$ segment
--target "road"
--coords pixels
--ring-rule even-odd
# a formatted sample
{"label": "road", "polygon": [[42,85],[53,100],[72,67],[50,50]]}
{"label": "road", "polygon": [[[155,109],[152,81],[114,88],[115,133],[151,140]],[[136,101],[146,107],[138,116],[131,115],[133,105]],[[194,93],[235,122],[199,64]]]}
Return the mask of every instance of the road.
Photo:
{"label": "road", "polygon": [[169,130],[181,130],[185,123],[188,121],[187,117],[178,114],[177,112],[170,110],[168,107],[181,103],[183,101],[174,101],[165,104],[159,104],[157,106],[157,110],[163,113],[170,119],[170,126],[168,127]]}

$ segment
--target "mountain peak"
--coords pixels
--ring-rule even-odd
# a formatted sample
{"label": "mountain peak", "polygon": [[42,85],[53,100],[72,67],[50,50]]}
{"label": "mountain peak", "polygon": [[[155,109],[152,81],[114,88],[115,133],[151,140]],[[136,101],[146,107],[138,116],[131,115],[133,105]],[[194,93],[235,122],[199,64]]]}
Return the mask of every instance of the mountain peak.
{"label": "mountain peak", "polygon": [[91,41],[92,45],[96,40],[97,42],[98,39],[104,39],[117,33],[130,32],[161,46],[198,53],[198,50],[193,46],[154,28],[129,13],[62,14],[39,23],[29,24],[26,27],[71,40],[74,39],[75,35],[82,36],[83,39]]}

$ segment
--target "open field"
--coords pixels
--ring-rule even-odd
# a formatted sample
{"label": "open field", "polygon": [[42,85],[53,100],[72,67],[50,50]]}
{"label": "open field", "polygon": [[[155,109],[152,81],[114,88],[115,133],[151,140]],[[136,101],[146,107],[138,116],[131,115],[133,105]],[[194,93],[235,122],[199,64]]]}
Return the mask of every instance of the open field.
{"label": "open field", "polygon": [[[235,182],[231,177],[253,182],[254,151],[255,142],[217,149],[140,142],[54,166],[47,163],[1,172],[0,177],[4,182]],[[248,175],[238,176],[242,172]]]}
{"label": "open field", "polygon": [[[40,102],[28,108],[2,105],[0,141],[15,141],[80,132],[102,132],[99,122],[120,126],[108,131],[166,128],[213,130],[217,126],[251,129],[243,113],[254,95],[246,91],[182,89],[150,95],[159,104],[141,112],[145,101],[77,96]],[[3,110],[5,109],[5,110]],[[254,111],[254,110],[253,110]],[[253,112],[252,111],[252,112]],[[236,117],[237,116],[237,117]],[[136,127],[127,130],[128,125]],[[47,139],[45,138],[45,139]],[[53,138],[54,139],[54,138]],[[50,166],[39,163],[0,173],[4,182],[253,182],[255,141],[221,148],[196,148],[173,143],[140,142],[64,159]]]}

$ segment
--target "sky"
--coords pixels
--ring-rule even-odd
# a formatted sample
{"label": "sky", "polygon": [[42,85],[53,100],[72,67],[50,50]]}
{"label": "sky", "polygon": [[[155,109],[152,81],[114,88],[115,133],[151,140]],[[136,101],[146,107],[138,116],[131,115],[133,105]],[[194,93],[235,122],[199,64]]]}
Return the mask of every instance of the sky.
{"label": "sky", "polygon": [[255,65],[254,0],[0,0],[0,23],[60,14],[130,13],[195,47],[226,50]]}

* _TO DO_
Select every line above that contains the word "target", treating uppercase and lowercase as different.

* _REPLY TO THE TASK_
--target "road"
--target "mountain peak"
--target "open field"
--target "sky"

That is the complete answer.